◆ Data section ◆
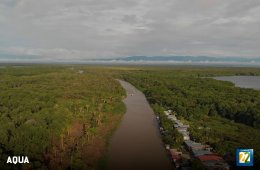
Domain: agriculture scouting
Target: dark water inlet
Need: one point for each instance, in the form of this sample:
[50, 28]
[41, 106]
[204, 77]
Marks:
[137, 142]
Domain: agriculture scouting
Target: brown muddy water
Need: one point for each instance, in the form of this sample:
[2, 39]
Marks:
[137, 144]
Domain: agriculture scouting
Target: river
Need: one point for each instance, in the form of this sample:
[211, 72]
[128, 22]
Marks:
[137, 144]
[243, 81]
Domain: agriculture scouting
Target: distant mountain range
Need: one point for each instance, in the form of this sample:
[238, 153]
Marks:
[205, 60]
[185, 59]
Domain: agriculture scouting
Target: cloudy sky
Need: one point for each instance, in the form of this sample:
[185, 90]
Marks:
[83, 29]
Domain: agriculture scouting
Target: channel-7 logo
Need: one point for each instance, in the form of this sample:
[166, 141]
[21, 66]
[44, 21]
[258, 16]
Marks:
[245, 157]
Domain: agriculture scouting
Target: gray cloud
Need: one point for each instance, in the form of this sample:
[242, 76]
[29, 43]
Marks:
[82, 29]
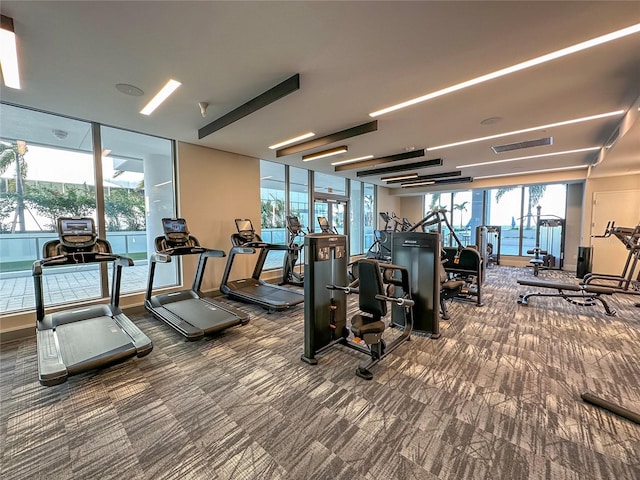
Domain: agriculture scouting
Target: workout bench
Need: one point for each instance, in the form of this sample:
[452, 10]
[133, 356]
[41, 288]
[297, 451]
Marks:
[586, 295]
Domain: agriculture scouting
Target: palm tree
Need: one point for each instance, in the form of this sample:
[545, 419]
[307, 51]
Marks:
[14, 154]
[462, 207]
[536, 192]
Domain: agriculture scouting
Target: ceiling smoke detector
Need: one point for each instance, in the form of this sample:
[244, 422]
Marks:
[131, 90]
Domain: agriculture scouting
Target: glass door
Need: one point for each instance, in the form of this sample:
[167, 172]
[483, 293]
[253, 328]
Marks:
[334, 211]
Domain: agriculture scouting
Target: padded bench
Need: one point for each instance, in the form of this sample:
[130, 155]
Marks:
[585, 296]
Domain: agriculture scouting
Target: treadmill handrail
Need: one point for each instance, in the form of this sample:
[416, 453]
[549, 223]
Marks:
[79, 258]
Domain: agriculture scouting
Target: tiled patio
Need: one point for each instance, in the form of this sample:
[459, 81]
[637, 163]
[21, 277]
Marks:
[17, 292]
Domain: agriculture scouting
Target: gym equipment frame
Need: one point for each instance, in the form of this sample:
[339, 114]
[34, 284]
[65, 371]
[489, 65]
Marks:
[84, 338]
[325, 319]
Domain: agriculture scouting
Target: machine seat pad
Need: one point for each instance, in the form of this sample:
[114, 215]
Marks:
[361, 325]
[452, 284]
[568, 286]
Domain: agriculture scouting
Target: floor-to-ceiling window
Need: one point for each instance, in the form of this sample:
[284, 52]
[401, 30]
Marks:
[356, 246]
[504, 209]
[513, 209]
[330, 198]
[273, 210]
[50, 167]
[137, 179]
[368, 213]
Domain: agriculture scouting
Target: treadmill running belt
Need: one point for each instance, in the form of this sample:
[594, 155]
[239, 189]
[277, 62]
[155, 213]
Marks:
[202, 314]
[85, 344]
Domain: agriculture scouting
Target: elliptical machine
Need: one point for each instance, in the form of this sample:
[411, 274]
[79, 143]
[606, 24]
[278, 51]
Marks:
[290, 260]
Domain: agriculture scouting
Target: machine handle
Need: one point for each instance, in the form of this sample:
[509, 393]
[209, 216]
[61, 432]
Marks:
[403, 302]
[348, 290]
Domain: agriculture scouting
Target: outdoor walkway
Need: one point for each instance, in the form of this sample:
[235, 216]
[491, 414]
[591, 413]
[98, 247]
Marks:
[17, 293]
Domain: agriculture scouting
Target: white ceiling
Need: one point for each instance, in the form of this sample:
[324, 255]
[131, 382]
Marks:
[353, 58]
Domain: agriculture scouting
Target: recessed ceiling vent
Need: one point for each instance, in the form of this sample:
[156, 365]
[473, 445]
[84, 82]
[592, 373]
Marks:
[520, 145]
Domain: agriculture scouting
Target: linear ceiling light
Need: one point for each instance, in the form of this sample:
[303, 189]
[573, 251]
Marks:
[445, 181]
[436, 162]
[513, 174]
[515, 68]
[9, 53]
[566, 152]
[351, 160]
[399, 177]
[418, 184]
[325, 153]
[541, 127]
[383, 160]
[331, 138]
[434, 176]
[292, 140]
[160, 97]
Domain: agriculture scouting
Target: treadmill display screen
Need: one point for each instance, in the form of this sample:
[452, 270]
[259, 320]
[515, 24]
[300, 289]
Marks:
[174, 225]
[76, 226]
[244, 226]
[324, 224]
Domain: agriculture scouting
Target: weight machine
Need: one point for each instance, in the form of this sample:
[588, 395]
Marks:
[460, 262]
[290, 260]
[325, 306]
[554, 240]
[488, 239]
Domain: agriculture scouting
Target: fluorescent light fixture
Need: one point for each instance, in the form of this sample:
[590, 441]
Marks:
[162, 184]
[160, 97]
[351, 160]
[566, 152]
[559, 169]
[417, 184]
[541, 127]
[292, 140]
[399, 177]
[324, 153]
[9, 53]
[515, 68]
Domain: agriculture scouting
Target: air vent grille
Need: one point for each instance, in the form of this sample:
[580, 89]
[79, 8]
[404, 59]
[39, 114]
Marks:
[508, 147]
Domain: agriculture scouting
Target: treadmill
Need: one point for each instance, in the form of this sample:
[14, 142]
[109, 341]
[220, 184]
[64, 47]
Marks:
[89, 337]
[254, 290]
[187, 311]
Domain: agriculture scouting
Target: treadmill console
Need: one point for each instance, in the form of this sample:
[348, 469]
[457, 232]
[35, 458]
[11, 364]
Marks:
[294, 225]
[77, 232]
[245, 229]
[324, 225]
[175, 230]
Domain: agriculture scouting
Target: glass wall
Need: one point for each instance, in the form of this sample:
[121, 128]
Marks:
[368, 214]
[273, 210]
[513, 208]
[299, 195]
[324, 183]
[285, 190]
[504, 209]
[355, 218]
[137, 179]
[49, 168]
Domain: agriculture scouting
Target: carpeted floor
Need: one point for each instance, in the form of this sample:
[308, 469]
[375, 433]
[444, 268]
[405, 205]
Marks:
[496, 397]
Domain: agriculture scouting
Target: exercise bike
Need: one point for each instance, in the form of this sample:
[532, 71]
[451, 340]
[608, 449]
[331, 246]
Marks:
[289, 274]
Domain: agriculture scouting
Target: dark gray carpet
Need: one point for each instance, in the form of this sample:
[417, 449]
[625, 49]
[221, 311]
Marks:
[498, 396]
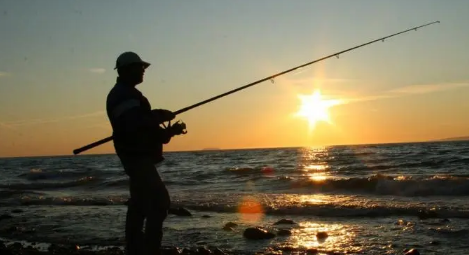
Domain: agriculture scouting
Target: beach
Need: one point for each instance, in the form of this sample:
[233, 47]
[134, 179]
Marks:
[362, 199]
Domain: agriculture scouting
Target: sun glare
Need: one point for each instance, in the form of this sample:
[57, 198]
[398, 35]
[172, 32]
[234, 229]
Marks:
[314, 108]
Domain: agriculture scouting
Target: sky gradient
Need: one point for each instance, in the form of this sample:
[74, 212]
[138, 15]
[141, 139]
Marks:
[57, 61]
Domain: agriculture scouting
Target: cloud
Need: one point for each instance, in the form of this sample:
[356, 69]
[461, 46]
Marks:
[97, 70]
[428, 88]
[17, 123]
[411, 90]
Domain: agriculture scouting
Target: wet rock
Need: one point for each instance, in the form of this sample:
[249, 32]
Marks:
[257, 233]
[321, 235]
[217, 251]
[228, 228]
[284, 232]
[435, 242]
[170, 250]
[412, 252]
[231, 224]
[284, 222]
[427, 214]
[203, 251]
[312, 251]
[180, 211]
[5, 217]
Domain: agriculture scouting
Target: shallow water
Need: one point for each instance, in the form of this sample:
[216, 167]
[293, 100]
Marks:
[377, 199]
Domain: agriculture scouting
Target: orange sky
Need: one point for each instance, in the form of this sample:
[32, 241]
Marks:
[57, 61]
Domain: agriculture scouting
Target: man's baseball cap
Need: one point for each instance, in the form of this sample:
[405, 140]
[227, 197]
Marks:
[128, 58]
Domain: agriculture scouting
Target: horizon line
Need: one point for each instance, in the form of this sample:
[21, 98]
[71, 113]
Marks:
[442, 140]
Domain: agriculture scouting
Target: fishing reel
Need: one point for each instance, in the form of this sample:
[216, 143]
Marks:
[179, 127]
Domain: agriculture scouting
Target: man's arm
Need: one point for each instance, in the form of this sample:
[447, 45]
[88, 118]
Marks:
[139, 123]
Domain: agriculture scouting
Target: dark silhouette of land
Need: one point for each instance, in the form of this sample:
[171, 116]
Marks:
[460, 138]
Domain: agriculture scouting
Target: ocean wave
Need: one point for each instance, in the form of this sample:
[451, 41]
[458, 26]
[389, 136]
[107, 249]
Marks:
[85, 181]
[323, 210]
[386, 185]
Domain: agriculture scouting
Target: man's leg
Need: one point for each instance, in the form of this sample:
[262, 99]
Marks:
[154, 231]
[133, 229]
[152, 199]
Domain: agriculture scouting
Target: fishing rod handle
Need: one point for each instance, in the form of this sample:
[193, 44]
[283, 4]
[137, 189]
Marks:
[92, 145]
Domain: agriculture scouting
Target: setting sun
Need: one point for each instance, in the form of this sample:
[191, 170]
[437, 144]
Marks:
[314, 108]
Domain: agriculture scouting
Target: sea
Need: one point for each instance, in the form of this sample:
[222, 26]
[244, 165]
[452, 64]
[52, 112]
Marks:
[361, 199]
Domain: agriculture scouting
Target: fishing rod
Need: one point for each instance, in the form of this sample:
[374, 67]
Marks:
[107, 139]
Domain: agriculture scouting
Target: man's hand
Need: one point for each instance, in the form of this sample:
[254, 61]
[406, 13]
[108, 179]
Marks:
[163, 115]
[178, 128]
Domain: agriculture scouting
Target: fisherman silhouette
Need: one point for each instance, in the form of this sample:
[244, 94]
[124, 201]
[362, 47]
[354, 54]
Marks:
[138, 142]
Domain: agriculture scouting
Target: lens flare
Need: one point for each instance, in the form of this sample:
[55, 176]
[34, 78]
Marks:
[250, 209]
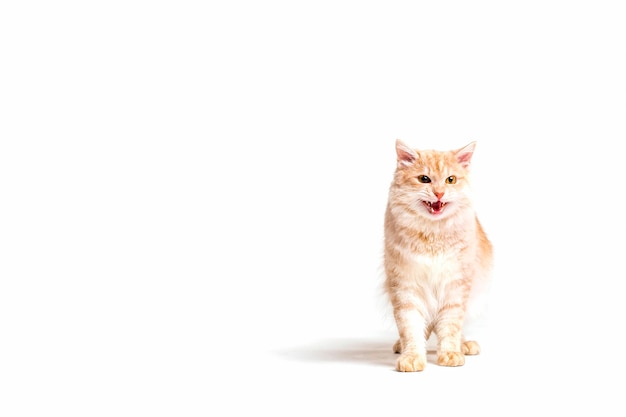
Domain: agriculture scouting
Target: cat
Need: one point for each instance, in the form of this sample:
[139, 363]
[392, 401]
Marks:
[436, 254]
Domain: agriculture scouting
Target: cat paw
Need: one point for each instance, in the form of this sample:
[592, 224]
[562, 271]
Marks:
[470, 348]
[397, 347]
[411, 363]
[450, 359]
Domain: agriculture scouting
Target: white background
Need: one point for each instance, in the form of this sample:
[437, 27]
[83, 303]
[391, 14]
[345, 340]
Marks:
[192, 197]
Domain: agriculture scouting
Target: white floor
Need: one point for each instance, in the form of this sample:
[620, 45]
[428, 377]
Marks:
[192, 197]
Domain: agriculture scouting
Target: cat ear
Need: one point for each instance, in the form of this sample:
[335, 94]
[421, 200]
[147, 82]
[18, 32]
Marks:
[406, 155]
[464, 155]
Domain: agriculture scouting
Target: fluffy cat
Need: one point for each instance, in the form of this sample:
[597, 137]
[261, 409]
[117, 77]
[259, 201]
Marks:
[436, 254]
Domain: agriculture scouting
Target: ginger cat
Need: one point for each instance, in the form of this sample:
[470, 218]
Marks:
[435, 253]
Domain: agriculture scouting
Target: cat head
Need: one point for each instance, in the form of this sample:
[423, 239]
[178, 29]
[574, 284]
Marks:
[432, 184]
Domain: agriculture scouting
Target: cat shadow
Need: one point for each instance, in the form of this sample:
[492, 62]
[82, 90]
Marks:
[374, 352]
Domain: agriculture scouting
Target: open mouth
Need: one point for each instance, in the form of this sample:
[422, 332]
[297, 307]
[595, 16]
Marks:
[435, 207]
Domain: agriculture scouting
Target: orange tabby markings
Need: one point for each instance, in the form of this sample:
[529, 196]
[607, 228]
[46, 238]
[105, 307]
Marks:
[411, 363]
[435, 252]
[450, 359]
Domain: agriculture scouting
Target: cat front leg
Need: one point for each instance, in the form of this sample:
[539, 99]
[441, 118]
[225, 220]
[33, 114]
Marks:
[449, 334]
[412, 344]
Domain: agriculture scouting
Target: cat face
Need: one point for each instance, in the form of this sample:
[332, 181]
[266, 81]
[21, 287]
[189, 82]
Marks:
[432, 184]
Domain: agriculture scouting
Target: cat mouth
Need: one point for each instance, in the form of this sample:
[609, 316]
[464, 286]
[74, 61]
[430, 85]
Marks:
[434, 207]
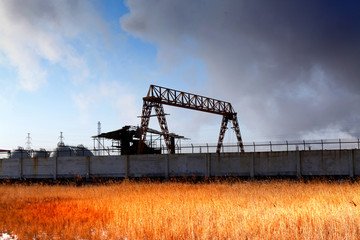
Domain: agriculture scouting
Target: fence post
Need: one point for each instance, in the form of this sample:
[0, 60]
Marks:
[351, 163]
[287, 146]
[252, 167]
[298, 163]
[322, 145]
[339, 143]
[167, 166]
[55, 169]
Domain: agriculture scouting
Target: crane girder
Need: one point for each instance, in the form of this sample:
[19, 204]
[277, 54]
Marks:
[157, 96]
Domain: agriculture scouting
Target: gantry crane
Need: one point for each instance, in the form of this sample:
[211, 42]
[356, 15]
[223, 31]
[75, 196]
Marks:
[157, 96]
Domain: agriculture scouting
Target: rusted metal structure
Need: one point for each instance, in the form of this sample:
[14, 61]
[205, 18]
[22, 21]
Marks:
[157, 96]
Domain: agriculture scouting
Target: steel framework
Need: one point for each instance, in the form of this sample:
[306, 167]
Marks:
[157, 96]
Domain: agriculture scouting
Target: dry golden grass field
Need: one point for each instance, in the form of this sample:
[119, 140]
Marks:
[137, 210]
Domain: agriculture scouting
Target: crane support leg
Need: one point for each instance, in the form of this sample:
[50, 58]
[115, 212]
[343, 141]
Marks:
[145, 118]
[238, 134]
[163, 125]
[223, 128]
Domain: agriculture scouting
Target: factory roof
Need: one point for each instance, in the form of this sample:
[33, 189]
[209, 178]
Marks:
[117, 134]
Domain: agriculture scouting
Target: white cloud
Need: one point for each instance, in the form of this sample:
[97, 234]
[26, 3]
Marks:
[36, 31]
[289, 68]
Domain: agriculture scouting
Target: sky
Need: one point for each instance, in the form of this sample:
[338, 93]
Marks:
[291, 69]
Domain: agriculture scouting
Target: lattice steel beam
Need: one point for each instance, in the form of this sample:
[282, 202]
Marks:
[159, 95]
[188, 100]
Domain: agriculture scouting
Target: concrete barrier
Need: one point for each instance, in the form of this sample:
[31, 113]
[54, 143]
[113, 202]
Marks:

◆ Task to complete ◆
Tell how many lines of the listing include the word "fishing", replying with nothing but the number.

◆ Result for this exercise ◆
3